> Data shown:

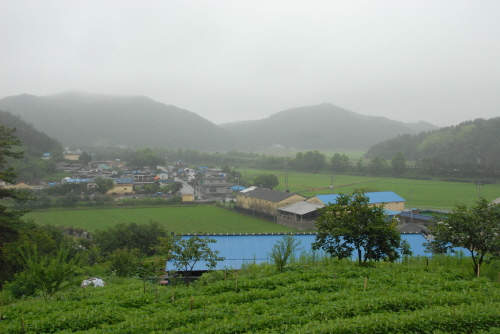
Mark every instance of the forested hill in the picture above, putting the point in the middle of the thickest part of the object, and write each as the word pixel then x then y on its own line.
pixel 35 142
pixel 468 142
pixel 81 120
pixel 320 127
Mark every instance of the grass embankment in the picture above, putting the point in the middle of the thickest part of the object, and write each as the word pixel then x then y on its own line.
pixel 438 195
pixel 326 297
pixel 180 219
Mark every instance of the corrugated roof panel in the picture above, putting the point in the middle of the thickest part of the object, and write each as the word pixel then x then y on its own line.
pixel 247 249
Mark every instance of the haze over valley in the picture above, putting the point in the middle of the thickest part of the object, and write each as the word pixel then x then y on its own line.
pixel 80 119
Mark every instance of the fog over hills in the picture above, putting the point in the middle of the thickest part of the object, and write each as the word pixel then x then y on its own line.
pixel 79 119
pixel 321 127
pixel 82 120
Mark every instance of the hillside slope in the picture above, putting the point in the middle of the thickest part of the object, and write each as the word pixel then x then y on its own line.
pixel 475 141
pixel 34 142
pixel 321 127
pixel 82 120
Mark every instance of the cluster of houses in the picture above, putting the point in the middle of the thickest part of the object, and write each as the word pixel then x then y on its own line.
pixel 208 183
pixel 283 207
pixel 300 212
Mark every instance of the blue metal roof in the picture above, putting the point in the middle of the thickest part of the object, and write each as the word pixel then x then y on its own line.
pixel 76 180
pixel 124 180
pixel 373 197
pixel 247 249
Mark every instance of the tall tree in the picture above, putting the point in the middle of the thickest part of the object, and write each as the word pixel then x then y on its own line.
pixel 476 229
pixel 104 185
pixel 187 252
pixel 85 158
pixel 10 220
pixel 352 224
pixel 339 162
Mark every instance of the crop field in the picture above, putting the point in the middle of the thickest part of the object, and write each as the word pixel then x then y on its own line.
pixel 329 296
pixel 180 219
pixel 425 194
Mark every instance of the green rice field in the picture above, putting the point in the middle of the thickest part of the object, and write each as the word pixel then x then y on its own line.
pixel 438 195
pixel 180 219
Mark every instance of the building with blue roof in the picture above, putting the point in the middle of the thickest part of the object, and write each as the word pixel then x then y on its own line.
pixel 390 199
pixel 240 250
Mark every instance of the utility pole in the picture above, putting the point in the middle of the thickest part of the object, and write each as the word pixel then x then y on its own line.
pixel 286 174
pixel 479 186
pixel 411 209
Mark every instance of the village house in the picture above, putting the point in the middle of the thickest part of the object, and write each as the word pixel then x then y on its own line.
pixel 123 186
pixel 214 186
pixel 265 200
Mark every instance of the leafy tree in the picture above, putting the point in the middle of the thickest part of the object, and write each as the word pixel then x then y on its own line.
pixel 10 220
pixel 266 181
pixel 353 224
pixel 476 229
pixel 339 162
pixel 187 252
pixel 398 164
pixel 283 250
pixel 378 165
pixel 104 185
pixel 132 236
pixel 123 261
pixel 85 158
pixel 48 273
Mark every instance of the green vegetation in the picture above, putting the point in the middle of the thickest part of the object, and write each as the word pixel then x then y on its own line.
pixel 475 229
pixel 181 219
pixel 328 296
pixel 351 224
pixel 426 194
pixel 31 167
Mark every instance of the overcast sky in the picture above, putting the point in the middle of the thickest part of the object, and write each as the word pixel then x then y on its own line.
pixel 437 60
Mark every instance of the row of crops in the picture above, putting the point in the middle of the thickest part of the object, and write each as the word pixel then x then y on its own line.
pixel 326 297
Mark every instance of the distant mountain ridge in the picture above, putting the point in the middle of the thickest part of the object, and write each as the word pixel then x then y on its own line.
pixel 81 120
pixel 34 142
pixel 476 141
pixel 84 120
pixel 321 127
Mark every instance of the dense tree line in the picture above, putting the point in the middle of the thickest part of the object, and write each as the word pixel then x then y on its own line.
pixel 31 167
pixel 470 149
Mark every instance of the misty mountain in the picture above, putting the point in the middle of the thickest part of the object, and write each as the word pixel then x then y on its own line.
pixel 34 142
pixel 80 120
pixel 321 127
pixel 468 142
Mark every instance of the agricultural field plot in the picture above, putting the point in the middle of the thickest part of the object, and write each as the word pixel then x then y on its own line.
pixel 439 195
pixel 328 296
pixel 180 219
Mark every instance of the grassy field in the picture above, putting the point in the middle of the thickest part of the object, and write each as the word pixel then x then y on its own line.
pixel 438 195
pixel 328 296
pixel 180 219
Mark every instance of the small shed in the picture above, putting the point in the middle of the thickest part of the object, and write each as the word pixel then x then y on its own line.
pixel 187 197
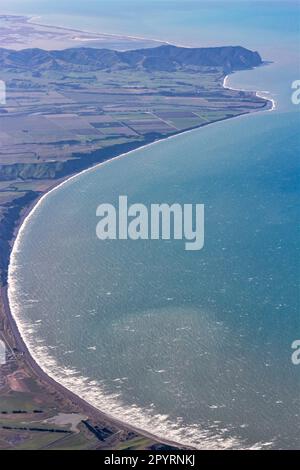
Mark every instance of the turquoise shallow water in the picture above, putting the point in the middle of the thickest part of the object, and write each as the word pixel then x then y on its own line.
pixel 192 346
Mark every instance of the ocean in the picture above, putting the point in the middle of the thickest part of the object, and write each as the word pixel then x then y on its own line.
pixel 191 346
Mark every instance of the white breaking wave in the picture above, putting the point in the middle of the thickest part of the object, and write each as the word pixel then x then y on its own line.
pixel 92 391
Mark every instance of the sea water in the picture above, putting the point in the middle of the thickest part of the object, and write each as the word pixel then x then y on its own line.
pixel 192 346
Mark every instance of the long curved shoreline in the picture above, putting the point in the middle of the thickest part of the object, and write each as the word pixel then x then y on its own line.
pixel 7 294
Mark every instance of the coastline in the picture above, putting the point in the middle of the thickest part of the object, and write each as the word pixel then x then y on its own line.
pixel 7 295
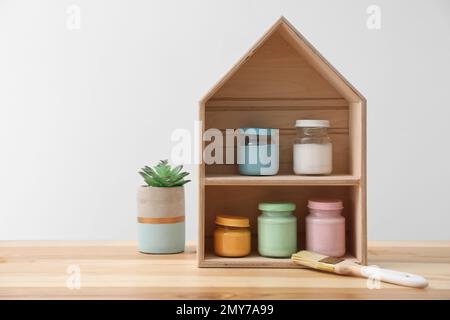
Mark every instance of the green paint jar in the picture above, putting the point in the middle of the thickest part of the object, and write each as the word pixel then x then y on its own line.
pixel 277 229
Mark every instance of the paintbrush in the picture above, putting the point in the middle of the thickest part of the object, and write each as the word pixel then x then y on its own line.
pixel 351 268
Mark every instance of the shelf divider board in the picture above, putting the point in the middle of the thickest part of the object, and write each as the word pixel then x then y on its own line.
pixel 282 180
pixel 253 261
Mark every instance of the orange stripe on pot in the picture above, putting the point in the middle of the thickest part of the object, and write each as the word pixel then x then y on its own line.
pixel 161 220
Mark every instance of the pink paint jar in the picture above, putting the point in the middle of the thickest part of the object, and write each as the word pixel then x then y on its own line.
pixel 325 227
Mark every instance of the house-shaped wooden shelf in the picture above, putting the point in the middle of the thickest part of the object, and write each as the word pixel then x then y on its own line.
pixel 281 79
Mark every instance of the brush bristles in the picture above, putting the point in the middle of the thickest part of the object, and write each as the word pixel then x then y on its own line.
pixel 312 260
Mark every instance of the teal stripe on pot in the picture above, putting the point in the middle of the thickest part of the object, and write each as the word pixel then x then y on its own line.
pixel 160 238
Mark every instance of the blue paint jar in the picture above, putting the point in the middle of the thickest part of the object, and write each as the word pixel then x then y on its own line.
pixel 258 151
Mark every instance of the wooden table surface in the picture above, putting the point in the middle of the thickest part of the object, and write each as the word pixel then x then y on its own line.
pixel 115 270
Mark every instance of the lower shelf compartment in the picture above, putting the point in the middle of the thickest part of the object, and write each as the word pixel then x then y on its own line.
pixel 252 261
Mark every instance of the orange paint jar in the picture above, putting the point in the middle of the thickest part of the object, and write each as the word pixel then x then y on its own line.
pixel 232 237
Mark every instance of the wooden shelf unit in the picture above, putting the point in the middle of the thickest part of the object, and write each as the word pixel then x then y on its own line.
pixel 281 79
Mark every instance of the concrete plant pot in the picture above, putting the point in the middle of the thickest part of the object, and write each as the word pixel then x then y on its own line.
pixel 161 226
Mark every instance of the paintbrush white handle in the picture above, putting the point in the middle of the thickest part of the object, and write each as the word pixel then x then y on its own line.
pixel 395 277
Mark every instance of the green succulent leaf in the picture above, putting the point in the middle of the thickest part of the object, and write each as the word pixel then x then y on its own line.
pixel 163 175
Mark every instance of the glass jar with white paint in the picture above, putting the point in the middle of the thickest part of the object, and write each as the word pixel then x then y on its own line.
pixel 313 150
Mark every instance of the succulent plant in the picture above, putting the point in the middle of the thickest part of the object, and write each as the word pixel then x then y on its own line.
pixel 163 175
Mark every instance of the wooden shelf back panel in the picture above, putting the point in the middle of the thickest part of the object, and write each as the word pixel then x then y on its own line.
pixel 252 261
pixel 341 155
pixel 280 180
pixel 276 70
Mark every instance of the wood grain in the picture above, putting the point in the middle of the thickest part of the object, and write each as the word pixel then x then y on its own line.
pixel 115 270
pixel 283 78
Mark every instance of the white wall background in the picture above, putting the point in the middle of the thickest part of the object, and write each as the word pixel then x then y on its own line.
pixel 82 110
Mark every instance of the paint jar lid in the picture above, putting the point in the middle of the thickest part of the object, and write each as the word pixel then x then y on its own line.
pixel 258 131
pixel 312 123
pixel 325 204
pixel 276 206
pixel 232 221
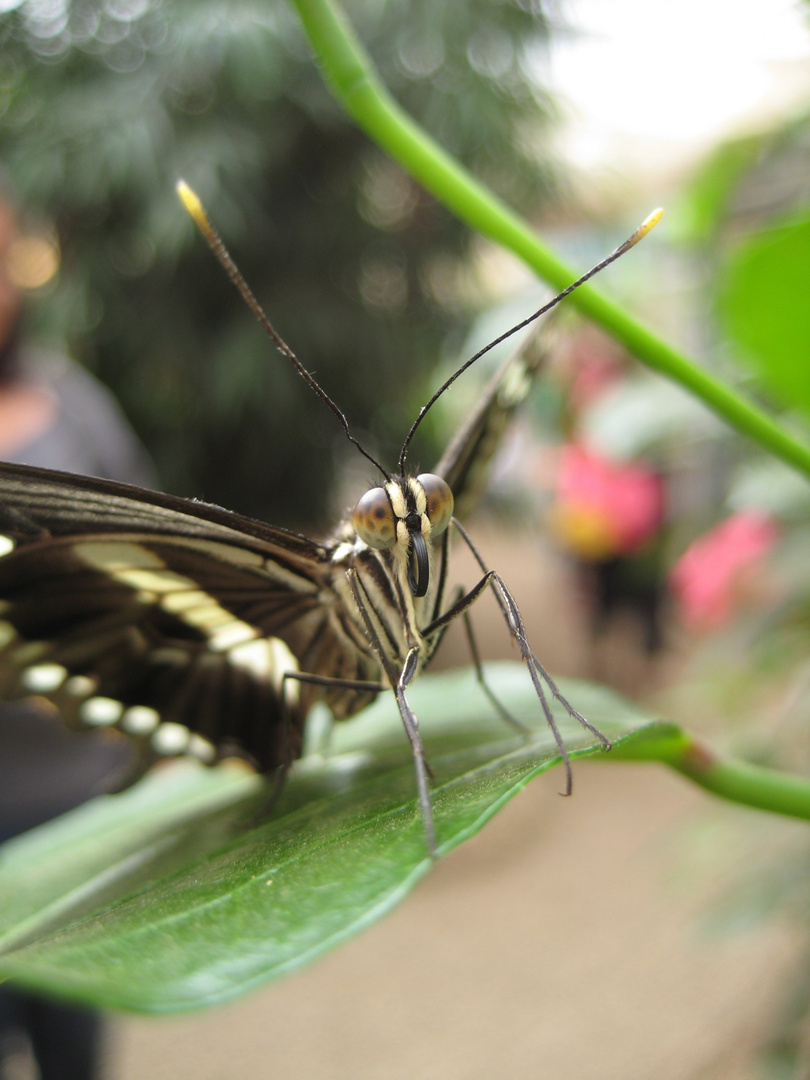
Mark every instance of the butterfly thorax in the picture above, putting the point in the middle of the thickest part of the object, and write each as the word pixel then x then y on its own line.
pixel 387 553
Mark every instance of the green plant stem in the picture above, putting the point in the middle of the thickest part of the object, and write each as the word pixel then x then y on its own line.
pixel 351 76
pixel 738 781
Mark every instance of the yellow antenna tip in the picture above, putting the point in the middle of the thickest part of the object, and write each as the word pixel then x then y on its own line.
pixel 191 201
pixel 650 221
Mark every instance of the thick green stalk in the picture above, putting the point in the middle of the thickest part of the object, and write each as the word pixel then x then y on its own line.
pixel 738 781
pixel 353 81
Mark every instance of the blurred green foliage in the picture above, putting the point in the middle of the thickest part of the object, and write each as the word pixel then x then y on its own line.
pixel 105 103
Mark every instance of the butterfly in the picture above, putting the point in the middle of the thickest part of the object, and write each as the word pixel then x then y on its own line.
pixel 193 630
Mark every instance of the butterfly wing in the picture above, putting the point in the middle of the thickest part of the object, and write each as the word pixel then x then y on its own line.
pixel 172 620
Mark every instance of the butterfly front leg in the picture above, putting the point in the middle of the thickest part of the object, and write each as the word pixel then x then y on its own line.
pixel 400 680
pixel 514 620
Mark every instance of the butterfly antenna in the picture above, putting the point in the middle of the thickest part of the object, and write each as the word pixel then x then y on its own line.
pixel 646 226
pixel 197 212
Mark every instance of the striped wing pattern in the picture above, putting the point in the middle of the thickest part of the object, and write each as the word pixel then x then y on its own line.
pixel 175 621
pixel 171 620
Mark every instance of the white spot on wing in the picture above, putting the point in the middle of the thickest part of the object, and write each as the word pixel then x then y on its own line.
pixel 268 658
pixel 171 739
pixel 139 719
pixel 42 678
pixel 80 686
pixel 100 712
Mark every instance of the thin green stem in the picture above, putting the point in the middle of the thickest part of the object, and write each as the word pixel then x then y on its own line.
pixel 351 76
pixel 738 781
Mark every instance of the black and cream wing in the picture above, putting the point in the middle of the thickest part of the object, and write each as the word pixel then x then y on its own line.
pixel 171 620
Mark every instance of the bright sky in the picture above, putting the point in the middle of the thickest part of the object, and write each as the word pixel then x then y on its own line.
pixel 680 72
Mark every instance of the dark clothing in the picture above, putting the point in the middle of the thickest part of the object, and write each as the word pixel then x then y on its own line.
pixel 45 769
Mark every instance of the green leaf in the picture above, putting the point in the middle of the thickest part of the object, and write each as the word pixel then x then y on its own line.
pixel 764 304
pixel 161 899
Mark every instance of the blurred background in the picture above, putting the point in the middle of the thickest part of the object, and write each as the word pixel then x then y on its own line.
pixel 638 929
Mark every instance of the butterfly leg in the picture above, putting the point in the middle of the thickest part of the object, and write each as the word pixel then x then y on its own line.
pixel 511 613
pixel 400 682
pixel 412 729
pixel 500 709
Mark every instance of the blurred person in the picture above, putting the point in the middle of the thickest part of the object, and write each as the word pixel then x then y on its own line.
pixel 52 414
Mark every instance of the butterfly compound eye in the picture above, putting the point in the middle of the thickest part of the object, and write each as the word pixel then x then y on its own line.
pixel 440 501
pixel 374 520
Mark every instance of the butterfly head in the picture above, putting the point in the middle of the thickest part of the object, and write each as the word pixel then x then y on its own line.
pixel 404 515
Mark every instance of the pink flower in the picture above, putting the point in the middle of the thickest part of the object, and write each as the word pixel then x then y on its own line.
pixel 602 508
pixel 714 574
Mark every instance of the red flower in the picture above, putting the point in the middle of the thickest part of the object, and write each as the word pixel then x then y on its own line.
pixel 602 508
pixel 714 572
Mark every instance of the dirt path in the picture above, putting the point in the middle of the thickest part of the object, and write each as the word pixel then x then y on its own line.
pixel 557 943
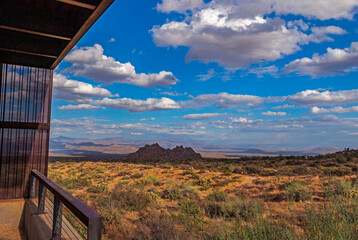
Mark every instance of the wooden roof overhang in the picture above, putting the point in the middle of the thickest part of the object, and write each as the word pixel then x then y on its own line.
pixel 40 33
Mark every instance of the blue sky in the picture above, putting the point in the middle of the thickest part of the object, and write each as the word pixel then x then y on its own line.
pixel 268 73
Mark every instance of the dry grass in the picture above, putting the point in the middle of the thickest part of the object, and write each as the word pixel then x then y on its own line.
pixel 233 199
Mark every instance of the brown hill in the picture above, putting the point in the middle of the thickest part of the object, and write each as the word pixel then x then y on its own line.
pixel 156 152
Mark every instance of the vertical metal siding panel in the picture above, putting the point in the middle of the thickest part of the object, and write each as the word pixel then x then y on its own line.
pixel 25 96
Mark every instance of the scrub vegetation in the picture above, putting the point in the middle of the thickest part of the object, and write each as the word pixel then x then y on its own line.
pixel 248 198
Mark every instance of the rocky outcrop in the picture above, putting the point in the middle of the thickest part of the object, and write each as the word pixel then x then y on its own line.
pixel 156 152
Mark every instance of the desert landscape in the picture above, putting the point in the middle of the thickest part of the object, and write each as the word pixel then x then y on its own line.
pixel 282 197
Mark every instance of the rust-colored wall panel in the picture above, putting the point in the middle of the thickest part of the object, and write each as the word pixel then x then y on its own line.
pixel 25 97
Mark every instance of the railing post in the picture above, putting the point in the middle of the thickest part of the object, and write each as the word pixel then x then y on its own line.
pixel 32 186
pixel 57 219
pixel 41 201
pixel 94 229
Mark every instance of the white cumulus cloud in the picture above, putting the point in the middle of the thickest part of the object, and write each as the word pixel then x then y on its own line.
pixel 223 100
pixel 179 5
pixel 273 114
pixel 314 97
pixel 200 116
pixel 92 63
pixel 236 34
pixel 68 89
pixel 80 107
pixel 339 109
pixel 335 61
pixel 134 105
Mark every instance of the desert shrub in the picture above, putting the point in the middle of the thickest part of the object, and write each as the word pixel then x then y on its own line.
pixel 337 219
pixel 338 171
pixel 253 169
pixel 100 188
pixel 301 171
pixel 297 191
pixel 154 225
pixel 224 183
pixel 190 215
pixel 217 196
pixel 131 199
pixel 172 194
pixel 340 158
pixel 155 196
pixel 112 224
pixel 137 175
pixel 205 182
pixel 346 188
pixel 151 180
pixel 265 229
pixel 190 191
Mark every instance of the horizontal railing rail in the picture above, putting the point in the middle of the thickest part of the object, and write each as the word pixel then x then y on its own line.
pixel 84 213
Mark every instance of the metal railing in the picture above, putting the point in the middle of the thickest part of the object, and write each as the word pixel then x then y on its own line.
pixel 84 213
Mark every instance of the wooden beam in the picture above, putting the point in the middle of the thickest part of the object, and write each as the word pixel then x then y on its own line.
pixel 25 60
pixel 28 53
pixel 102 7
pixel 35 33
pixel 78 4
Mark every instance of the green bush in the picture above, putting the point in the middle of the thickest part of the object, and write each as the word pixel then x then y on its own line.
pixel 101 188
pixel 137 175
pixel 297 191
pixel 217 196
pixel 131 199
pixel 346 188
pixel 337 219
pixel 151 180
pixel 190 191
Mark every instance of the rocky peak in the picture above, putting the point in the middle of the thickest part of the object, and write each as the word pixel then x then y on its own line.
pixel 156 152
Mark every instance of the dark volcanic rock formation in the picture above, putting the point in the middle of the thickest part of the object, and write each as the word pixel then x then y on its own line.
pixel 156 152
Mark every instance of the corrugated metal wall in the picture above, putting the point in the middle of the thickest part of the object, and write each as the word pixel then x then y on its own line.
pixel 25 104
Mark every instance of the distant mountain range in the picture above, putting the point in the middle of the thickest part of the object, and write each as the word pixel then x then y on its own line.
pixel 116 147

> Aim of the exercise: Find the line that contains "Mark every instance of the rocky peak". Write out that line and every line after it through the end of the data, exactly, and nothing else.

> Written response:
Mark every instance of the rocky peak in the picture above, putting the point in the middle of the thickest part of the object, and write each as the word pixel then x then y on its own line.
pixel 156 152
Mark every instance of the dark volcanic rock formation in the picture above, putting the point in the middle of the thickest part of the object, and write each as the word pixel then x then y on its own line.
pixel 156 152
Mark every instance of the corrugated metal wall in the picture above, putting the point in the middle of the thickest part of the object, and write each as the word pixel then x then y on its own line.
pixel 25 104
Mark every instance of the distant mountain range in the picture above, putting the point in the middle of the thickest part of the object, and write each as the word pixel then x then y on its own line.
pixel 116 147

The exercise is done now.